The United States (US) Ambassador Virginia Palmer has called for efficient and effective procurement in the public sector to promote confidence in government and the economy.
She said this on Friday in her keynote address at the opening of the Eighth Annual Conference of Malawi Institute of Procurement and Suppy (Mips) in Mangochi.
“If taxpayers, companies and donors can see what is going in and what is coming out, they will invest. As procurement professionals, you are the gate-keepers to a better tomorrow for Malawi,” said Palmer at the conference that attracted about 300 procurement professionals from the public and private sector under the theme Transformational Leadership in Procurement and Supply Chain: A Catalyst for Economic Development.
She said procurement professionals are critical in saving money for companies and organisations, stressing that rules-based systems save real money by introducing genuine competition.
Palmer said this is crucial for both companies and governments, particularly in the developing countries such as Malawi where public procurement accounts for more than 30 percent of gross domestic product (GDP)compared to 10 to 15 percent in developed countries.
“You protect your organisations from sourcing risks, avoiding environmental problems and reputational damage. You can use your purchasing power to ensure that the goods you purchase are not harming the environment,” said Palmer.

* Saved data entries *
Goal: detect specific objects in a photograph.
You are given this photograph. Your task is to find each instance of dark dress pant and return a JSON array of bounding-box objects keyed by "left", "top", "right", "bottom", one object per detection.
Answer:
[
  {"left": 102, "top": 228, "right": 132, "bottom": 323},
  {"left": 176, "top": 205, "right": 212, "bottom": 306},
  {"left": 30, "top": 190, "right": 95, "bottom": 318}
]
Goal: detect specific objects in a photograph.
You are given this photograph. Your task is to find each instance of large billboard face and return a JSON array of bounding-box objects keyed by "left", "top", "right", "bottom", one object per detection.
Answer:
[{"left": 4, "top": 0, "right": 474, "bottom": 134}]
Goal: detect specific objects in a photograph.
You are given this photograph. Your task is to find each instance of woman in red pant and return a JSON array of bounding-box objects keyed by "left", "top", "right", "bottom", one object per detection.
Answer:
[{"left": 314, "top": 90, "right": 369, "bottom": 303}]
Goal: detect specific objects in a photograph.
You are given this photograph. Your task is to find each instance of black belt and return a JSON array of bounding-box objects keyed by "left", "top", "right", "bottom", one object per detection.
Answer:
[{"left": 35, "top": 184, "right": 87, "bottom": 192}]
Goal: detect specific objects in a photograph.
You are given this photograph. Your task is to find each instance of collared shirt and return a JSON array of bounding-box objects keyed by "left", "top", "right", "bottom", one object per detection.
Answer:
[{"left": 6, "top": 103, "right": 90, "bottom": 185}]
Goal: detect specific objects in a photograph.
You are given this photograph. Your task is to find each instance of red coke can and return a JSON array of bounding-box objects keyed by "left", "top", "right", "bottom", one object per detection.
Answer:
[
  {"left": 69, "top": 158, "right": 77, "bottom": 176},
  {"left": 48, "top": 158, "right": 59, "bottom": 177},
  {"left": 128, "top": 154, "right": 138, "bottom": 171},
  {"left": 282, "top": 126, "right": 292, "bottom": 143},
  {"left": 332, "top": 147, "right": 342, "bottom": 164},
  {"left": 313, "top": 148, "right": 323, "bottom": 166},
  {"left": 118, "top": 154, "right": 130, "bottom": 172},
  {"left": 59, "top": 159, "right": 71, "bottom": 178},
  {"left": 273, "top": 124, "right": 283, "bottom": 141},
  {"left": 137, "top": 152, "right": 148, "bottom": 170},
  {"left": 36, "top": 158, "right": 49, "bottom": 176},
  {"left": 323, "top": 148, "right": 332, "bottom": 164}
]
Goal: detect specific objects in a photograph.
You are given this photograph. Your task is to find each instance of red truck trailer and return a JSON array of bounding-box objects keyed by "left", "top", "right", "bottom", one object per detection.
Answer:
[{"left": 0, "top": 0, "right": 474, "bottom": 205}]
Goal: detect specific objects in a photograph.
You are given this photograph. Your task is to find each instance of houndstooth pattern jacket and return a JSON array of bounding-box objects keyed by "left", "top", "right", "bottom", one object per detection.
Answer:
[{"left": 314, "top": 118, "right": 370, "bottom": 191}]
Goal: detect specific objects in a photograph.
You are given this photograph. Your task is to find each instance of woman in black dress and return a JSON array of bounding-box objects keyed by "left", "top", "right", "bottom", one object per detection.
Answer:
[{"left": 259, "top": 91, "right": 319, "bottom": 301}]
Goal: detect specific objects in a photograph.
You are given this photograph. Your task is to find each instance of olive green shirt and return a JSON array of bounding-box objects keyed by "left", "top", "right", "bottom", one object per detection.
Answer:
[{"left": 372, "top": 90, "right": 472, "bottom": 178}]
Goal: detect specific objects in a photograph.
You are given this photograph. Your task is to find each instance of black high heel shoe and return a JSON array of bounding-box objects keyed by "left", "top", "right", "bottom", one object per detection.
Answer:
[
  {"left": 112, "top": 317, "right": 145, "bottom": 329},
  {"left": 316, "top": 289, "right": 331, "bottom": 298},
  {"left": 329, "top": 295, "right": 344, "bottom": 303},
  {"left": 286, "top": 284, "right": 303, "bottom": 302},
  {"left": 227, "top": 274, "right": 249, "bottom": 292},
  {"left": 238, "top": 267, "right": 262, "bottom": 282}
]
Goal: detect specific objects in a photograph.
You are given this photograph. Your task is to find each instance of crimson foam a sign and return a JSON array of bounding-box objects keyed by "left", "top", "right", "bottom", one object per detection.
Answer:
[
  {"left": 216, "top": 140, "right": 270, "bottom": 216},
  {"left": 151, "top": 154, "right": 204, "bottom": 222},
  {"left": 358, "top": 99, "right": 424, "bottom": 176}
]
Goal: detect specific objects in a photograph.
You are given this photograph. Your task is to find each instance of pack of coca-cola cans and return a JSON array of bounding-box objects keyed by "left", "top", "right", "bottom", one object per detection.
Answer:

* Written problem A *
Retype the part of the procurement article starting with "Palmer said this" and going on through "in developed countries.".
* Written problem B *
According to the procurement article, what share of gross domestic product does public procurement account for in Malawi?
* Written problem C *
Which groups does the procurement article say will invest if they can see what is going in and what is coming out?

* Expected output A *
Palmer said this is crucial for both companies and governments, particularly in the developing countries such as Malawi where public procurement accounts for more than 30 percent of gross domestic product (GDP)compared to 10 to 15 percent in developed countries.

* Expected output B *
More than 30 percent.

* Expected output C *
Taxpayers, companies and donors.